WORK TO COMPLETE: Please return every line of the records that contains the string "switch", treating case as significant.

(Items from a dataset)
** begin **
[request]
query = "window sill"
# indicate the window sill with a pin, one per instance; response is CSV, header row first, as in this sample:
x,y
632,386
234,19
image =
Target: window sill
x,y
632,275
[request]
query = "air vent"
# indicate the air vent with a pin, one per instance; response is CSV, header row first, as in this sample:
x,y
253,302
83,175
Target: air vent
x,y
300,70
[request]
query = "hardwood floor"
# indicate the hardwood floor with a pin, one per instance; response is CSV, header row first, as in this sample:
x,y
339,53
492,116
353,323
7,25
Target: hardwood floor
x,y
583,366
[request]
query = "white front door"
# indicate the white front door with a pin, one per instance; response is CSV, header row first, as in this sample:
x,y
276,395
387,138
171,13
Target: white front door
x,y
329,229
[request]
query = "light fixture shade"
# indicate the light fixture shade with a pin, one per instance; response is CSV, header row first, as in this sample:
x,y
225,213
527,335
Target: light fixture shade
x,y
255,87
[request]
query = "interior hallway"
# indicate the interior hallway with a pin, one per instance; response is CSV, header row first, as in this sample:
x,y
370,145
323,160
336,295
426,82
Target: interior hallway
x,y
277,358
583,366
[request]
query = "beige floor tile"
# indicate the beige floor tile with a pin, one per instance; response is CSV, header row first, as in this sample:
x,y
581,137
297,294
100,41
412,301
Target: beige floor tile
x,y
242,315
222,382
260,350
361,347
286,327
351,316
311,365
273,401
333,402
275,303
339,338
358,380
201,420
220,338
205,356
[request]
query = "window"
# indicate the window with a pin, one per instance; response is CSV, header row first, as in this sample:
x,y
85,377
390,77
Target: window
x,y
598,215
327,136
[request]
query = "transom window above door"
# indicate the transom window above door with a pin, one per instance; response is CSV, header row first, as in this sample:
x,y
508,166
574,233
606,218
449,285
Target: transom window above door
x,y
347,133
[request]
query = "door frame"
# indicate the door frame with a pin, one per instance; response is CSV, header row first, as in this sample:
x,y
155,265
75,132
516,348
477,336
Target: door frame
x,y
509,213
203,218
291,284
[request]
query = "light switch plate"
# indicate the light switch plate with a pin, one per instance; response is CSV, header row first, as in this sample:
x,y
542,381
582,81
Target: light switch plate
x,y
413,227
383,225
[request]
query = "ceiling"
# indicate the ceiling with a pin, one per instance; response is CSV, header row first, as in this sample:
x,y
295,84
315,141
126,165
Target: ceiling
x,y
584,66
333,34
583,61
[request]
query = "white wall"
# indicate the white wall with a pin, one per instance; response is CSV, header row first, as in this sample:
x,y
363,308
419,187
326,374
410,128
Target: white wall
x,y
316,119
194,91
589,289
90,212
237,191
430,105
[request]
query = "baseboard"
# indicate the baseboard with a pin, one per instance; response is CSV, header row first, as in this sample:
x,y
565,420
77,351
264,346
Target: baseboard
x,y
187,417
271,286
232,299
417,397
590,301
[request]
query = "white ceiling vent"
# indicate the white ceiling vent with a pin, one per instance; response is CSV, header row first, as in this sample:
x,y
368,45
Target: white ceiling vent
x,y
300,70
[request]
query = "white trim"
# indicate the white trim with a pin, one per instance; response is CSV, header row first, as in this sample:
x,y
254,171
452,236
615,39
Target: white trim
** end **
SOLUTION TO THE PROBLEM:
query = "light switch plate"
# indicate the light switch plate with a pin, one per instance; response is CSV, header row first, as in this sample:
Target: light switch plate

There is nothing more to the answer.